● TASK DESCRIPTION
Will you quote only the lines starting at the one that contains "Look at the photo above. For each instance of the sponsor" and ending with the last line of the listing below, inclusive?

[Records from a point labeling set]
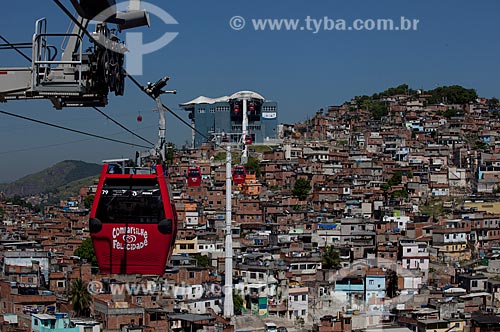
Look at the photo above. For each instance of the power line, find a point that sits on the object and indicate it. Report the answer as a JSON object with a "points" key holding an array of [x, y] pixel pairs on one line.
{"points": [[121, 126], [15, 48], [84, 29], [73, 130], [136, 83], [56, 144]]}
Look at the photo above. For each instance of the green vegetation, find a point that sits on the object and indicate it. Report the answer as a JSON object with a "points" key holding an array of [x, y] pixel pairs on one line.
{"points": [[331, 258], [433, 207], [301, 188], [402, 89], [62, 180], [261, 148], [454, 94], [377, 108], [86, 251], [80, 298]]}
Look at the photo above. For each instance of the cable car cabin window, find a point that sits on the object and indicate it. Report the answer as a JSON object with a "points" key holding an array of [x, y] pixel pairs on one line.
{"points": [[136, 201], [194, 173]]}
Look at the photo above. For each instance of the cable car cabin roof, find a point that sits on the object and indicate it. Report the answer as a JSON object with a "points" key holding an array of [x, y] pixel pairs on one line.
{"points": [[115, 169]]}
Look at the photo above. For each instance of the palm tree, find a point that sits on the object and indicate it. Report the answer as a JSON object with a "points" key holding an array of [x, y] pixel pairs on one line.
{"points": [[80, 298]]}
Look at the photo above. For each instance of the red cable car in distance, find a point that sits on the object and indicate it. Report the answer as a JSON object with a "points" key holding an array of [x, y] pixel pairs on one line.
{"points": [[194, 177], [133, 222], [248, 139], [239, 174]]}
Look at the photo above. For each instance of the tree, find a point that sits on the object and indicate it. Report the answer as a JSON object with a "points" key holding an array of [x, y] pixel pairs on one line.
{"points": [[87, 202], [80, 298], [301, 188], [86, 251], [331, 258]]}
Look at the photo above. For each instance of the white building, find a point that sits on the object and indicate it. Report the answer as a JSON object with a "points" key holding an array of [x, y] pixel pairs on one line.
{"points": [[298, 299]]}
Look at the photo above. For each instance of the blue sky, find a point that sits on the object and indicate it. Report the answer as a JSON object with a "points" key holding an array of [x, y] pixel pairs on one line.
{"points": [[456, 43]]}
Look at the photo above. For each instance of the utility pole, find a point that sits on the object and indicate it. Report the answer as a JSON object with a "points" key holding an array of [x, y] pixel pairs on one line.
{"points": [[228, 286], [244, 127]]}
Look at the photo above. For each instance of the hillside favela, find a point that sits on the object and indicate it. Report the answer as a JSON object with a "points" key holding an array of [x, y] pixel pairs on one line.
{"points": [[381, 213]]}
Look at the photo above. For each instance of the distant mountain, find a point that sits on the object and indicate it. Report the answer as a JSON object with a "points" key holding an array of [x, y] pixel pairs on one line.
{"points": [[62, 177]]}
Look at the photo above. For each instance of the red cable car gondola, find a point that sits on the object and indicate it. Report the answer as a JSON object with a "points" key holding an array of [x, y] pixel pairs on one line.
{"points": [[239, 174], [248, 139], [194, 177], [133, 223]]}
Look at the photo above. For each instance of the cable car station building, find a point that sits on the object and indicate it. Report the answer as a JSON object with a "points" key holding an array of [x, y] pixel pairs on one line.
{"points": [[212, 116]]}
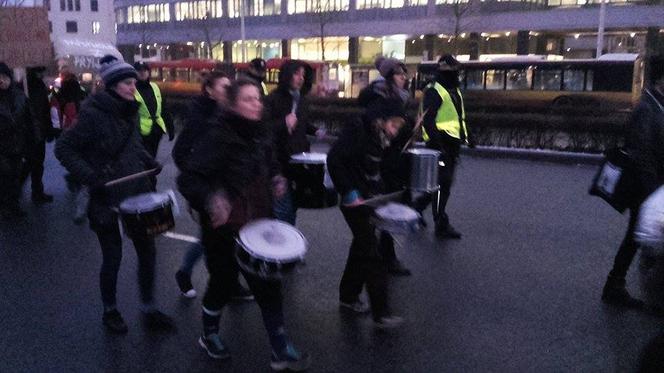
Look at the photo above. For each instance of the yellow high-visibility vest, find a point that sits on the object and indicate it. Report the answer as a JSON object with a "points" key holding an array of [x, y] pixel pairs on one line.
{"points": [[146, 120], [447, 117]]}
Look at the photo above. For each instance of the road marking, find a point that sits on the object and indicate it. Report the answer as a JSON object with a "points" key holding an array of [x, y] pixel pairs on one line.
{"points": [[181, 237]]}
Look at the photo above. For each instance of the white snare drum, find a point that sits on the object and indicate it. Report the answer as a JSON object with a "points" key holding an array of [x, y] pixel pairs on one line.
{"points": [[396, 218], [147, 214], [269, 248], [313, 186]]}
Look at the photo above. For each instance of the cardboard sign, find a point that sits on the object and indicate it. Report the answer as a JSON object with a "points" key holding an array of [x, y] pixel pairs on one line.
{"points": [[24, 37]]}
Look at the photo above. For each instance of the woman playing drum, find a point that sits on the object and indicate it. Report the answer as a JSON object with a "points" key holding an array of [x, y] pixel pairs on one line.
{"points": [[232, 179], [354, 165]]}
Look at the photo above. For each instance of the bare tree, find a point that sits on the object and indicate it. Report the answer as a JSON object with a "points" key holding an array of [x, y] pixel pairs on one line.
{"points": [[212, 40], [324, 13]]}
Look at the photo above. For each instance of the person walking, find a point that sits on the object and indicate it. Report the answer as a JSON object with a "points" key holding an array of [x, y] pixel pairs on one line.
{"points": [[445, 130], [151, 119], [204, 109], [42, 132], [103, 146], [287, 114], [233, 176], [15, 131], [644, 139], [354, 166], [391, 86]]}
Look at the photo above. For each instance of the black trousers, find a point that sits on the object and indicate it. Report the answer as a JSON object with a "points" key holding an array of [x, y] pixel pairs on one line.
{"points": [[35, 167], [628, 247], [111, 248], [10, 182], [365, 265], [223, 269]]}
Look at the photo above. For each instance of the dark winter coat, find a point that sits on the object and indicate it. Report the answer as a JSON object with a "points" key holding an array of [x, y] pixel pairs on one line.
{"points": [[354, 161], [278, 105], [645, 143], [15, 125], [234, 158], [201, 112], [103, 146]]}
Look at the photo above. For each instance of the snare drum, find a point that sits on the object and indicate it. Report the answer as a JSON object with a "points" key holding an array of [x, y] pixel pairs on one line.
{"points": [[269, 248], [396, 218], [147, 214], [312, 187]]}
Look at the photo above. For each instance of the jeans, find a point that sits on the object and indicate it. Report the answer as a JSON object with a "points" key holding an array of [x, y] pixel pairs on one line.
{"points": [[111, 248], [284, 208], [365, 264], [219, 245], [193, 254], [628, 247]]}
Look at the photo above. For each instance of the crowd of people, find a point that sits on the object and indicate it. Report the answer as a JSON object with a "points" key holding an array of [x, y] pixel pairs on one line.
{"points": [[233, 156]]}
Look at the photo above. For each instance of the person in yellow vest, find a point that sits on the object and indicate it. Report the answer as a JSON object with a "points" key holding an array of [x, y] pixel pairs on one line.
{"points": [[444, 130], [152, 125]]}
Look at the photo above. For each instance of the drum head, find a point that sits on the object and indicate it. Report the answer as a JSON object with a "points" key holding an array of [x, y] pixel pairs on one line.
{"points": [[144, 202], [309, 158], [421, 151], [273, 241], [397, 212]]}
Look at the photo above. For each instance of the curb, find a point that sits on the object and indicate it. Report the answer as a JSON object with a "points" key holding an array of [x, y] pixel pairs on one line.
{"points": [[534, 155]]}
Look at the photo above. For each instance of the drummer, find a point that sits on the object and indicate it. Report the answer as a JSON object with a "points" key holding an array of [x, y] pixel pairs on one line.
{"points": [[232, 178], [105, 145], [354, 165], [287, 115]]}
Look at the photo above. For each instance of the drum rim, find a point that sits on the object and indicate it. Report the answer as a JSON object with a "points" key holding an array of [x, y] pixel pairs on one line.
{"points": [[294, 160], [272, 260], [155, 207]]}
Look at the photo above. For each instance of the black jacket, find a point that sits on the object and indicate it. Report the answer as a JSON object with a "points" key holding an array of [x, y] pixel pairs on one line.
{"points": [[354, 159], [645, 143], [235, 158], [278, 105], [201, 112], [106, 145]]}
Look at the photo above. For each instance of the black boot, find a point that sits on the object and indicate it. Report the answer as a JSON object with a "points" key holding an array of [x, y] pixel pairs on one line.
{"points": [[616, 294]]}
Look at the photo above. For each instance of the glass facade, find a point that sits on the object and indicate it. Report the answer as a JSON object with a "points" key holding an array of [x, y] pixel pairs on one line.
{"points": [[316, 6], [197, 10], [147, 13], [254, 8]]}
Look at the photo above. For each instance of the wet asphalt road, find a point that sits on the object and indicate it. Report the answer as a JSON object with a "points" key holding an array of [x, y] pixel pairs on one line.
{"points": [[519, 293]]}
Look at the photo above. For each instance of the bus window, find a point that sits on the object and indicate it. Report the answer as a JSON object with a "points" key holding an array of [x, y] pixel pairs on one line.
{"points": [[474, 79], [573, 80], [519, 79], [495, 80], [547, 80], [589, 80]]}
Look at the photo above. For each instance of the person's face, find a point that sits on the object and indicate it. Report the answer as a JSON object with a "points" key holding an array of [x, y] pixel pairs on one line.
{"points": [[5, 82], [218, 91], [298, 79], [143, 75], [126, 89], [248, 103], [400, 78], [391, 127]]}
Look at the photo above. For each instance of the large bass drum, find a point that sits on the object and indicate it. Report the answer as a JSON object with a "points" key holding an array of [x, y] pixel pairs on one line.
{"points": [[312, 186], [269, 248]]}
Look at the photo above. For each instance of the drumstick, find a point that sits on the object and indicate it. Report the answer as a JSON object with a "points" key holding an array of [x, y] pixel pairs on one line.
{"points": [[418, 124], [132, 177]]}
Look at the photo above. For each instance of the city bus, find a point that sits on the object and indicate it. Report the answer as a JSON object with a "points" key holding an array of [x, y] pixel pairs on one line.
{"points": [[182, 78], [611, 83]]}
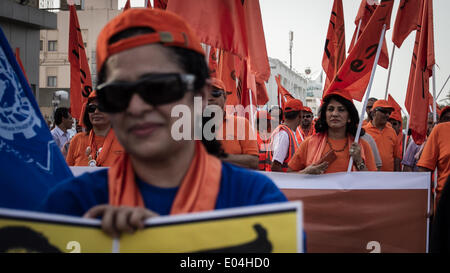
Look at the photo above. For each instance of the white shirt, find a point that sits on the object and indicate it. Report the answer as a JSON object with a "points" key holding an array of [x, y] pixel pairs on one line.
{"points": [[60, 137], [280, 146]]}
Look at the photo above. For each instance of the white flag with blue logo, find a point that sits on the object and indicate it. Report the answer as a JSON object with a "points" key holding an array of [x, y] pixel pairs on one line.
{"points": [[30, 161]]}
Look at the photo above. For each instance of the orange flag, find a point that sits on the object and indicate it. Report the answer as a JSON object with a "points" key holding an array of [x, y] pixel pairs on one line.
{"points": [[127, 5], [226, 71], [161, 4], [418, 95], [366, 10], [19, 61], [354, 74], [80, 74], [334, 54], [407, 19], [232, 25], [212, 62]]}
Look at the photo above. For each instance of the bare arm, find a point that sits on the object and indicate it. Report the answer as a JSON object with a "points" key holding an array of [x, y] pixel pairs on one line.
{"points": [[243, 160]]}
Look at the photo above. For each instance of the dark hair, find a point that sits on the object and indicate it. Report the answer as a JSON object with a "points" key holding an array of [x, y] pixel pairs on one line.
{"points": [[192, 62], [22, 237], [321, 124], [61, 112], [291, 115]]}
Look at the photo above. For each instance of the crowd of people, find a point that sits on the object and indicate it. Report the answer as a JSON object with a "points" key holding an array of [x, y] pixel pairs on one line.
{"points": [[127, 127]]}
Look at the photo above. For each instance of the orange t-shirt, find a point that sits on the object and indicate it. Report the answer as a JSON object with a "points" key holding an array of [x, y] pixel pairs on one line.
{"points": [[241, 139], [298, 162], [76, 156], [436, 153], [387, 144]]}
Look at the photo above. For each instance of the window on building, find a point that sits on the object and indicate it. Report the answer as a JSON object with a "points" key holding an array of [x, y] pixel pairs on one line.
{"points": [[52, 45], [51, 81]]}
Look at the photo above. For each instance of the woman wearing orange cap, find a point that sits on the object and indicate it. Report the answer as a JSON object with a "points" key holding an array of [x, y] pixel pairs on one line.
{"points": [[98, 146], [329, 150]]}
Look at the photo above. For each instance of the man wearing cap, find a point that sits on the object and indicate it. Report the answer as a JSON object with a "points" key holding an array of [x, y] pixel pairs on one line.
{"points": [[284, 141], [148, 62], [235, 134], [263, 127], [306, 128], [384, 136]]}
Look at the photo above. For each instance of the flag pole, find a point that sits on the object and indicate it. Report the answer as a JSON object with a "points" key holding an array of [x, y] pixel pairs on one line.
{"points": [[374, 67], [389, 73], [357, 32]]}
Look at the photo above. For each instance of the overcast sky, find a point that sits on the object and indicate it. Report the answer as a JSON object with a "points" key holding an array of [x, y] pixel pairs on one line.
{"points": [[309, 22]]}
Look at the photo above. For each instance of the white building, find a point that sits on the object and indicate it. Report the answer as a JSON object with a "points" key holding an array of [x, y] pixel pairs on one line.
{"points": [[54, 64], [300, 86]]}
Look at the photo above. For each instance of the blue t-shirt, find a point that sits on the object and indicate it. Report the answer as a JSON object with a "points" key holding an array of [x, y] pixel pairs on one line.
{"points": [[238, 187]]}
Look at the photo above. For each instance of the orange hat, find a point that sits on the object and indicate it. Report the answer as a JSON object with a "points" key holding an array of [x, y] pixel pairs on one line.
{"points": [[215, 82], [396, 115], [307, 109], [170, 30], [382, 104], [293, 105], [263, 115]]}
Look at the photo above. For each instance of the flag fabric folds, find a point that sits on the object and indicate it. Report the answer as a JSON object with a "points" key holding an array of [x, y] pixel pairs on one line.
{"points": [[354, 74], [365, 12], [30, 161], [334, 54], [80, 74], [407, 20], [418, 95]]}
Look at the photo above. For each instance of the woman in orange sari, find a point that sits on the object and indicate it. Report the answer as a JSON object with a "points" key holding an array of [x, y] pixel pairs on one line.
{"points": [[329, 150], [98, 146]]}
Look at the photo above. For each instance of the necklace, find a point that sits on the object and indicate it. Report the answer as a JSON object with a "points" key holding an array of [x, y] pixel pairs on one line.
{"points": [[337, 151]]}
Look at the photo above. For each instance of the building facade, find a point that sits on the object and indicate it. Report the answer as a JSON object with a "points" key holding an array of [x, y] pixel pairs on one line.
{"points": [[54, 63], [22, 21], [301, 86]]}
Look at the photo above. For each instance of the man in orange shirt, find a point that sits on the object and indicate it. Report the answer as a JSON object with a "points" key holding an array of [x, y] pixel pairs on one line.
{"points": [[384, 136], [305, 129], [284, 141], [240, 144], [436, 153]]}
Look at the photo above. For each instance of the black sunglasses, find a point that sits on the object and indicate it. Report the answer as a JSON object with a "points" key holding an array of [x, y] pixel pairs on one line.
{"points": [[91, 108], [154, 89], [216, 93]]}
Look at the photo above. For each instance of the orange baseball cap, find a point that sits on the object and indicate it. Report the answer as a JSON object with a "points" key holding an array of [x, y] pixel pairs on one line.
{"points": [[293, 105], [170, 30], [217, 83], [263, 114], [382, 104]]}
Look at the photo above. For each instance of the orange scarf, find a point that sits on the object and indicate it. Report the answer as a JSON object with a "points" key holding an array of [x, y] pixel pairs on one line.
{"points": [[107, 144], [317, 145], [198, 191]]}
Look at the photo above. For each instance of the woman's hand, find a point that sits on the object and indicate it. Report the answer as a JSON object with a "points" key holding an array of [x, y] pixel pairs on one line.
{"points": [[355, 152], [116, 220], [315, 168]]}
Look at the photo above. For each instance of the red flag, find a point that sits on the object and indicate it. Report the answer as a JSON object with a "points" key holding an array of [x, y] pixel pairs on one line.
{"points": [[19, 61], [418, 95], [127, 5], [212, 63], [407, 19], [161, 4], [334, 54], [354, 74], [365, 12], [233, 25], [80, 74]]}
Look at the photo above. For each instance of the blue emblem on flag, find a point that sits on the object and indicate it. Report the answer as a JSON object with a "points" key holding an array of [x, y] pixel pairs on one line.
{"points": [[30, 161]]}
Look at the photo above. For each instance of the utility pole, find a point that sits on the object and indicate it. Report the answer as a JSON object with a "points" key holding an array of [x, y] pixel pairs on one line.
{"points": [[291, 38]]}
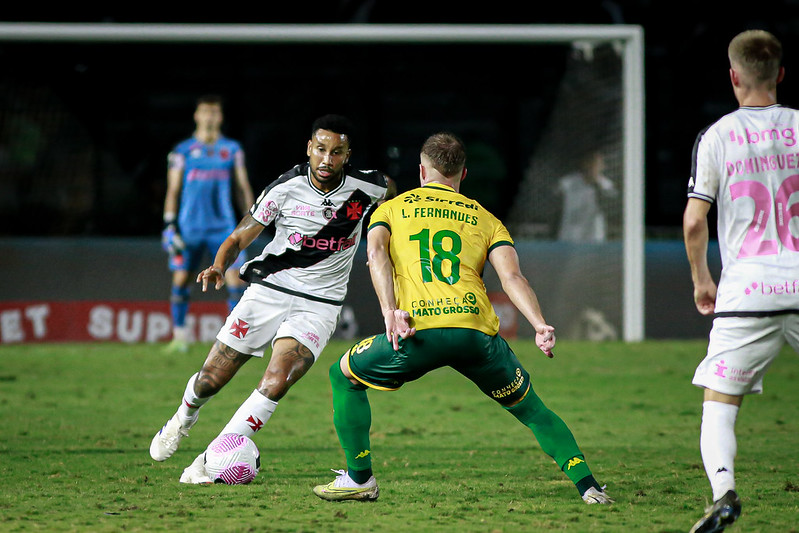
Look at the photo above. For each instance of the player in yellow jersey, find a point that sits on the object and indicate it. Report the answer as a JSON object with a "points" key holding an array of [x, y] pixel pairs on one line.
{"points": [[426, 252]]}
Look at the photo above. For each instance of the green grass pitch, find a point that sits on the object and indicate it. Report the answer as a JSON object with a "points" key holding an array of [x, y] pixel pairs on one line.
{"points": [[77, 421]]}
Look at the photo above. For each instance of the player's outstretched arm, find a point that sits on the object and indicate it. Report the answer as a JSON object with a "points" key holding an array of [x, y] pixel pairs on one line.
{"points": [[243, 189], [696, 235], [505, 261], [381, 270], [246, 232]]}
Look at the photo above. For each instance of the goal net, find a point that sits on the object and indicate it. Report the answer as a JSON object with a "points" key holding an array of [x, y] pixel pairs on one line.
{"points": [[552, 117]]}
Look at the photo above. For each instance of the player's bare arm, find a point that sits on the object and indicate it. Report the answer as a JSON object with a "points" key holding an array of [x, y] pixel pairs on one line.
{"points": [[174, 183], [391, 190], [244, 194], [696, 235], [505, 261], [220, 366], [246, 232], [381, 270]]}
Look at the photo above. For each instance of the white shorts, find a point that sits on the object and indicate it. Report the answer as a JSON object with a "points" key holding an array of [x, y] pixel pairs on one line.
{"points": [[741, 349], [263, 315]]}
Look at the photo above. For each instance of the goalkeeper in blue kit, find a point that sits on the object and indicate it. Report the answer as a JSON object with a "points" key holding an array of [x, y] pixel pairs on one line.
{"points": [[206, 172]]}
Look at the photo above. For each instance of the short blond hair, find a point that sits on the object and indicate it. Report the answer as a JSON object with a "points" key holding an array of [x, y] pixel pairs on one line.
{"points": [[758, 54], [446, 152]]}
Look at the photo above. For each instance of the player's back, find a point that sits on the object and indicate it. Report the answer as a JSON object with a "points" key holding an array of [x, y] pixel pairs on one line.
{"points": [[440, 241], [747, 162], [206, 196]]}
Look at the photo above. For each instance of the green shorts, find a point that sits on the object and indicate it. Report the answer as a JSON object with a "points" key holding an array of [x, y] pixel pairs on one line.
{"points": [[485, 360]]}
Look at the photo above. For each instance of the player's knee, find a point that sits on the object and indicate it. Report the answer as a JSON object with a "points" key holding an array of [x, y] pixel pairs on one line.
{"points": [[209, 382]]}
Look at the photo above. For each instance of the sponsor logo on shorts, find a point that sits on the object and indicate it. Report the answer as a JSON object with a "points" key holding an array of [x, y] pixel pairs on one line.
{"points": [[510, 388], [311, 336], [239, 328], [732, 373], [255, 423]]}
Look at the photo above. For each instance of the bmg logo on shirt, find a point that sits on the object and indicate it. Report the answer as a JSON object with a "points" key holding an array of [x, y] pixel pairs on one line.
{"points": [[788, 136], [334, 244]]}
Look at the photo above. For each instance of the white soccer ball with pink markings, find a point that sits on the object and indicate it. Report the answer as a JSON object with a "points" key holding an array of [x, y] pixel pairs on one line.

● THE REPLY
Look at the photo above. For each instance of the sponsor logo on shorts, find a point that sits on the object and indicate it. Report the answer as a JSON object with a "points" key holding an array of [x, y] pixel pairs on one line.
{"points": [[510, 388], [311, 336], [239, 328], [732, 373], [255, 423]]}
Look at the photo above. For each instance of the bmg logo on shirt, find a point that sits on the object and indicate it. Report the answer as a JSON object with a "points" key holding an array of [x, y] pixel pairs on one line.
{"points": [[788, 136], [334, 244]]}
Look at the photo above. For each instance of the white soccer ball with pink markings, find a point that sits on the object and indicate it. Report the answer as a JSON object with a "points" key holding an array of [x, y] pixel pairs on one line.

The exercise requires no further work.